▶ **WHAT TO PRODUCE**
Copy the material word for word, starting with the line containing "In the photo above, where can the winding" and continuing through the line containing "column 422, row 185", including both of those lines.

▶ **DATA SHOWN**
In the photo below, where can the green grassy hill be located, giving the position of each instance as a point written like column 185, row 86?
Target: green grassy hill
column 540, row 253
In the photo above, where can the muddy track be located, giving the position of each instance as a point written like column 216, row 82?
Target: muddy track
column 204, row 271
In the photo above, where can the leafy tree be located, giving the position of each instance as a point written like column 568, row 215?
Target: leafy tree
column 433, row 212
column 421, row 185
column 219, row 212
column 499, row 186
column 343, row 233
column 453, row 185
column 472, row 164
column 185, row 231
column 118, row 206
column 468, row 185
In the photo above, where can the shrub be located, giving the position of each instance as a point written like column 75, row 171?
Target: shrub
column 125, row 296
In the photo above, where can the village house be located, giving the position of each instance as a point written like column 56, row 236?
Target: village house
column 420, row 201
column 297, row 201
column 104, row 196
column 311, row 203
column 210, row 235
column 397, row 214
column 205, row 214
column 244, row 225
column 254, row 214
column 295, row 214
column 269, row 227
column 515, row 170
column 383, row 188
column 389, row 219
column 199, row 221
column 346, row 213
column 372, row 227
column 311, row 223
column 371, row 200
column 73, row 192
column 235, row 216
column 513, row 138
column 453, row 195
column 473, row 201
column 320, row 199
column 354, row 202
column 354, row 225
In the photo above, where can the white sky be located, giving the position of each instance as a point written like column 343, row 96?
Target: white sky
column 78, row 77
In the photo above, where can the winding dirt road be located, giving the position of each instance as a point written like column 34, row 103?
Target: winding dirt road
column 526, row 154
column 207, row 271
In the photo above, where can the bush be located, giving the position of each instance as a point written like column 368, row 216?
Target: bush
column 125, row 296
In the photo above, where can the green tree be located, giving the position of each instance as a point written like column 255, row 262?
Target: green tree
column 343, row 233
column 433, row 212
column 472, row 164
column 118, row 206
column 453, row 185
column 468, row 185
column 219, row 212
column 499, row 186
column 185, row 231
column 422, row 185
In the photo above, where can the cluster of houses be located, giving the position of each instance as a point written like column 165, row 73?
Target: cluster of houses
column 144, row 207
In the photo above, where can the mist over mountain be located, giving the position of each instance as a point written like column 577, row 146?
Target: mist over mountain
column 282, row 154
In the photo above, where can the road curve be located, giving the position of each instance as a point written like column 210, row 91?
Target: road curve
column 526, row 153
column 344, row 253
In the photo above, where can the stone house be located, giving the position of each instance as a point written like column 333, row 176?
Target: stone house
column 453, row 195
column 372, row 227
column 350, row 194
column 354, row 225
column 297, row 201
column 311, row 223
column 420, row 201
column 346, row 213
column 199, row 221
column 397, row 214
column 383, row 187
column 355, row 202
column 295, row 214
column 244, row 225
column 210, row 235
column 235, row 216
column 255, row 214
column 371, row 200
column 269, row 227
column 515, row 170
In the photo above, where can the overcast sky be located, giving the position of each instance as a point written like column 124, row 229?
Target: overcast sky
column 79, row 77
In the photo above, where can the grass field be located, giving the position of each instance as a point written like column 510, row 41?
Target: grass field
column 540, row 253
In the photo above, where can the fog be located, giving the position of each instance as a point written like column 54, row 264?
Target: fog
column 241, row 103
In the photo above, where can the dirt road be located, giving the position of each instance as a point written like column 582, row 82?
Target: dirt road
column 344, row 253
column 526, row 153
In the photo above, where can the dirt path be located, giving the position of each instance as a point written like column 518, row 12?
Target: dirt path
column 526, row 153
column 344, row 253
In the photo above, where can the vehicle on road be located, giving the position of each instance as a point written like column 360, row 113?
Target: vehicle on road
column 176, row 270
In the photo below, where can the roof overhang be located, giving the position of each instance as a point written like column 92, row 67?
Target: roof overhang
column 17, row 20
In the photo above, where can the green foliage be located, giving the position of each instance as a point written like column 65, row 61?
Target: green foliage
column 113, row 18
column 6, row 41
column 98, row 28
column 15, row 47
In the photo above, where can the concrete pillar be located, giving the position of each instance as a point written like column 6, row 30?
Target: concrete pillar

▶ **COMPLETED TASK**
In the photo above, where can the winding dirt road be located, giving the position of each instance as a point written like column 34, row 103?
Target: winding dirt road
column 526, row 154
column 207, row 271
In the photo above, where can the bush be located, giving the position of each instance as a point written like column 368, row 216?
Target: bush
column 125, row 296
In the photo above, where can the green tree be located, giving the position of each instance as a point written like column 255, row 262?
Target: green tree
column 343, row 233
column 433, row 212
column 472, row 164
column 118, row 206
column 453, row 185
column 468, row 185
column 219, row 212
column 499, row 186
column 185, row 231
column 422, row 185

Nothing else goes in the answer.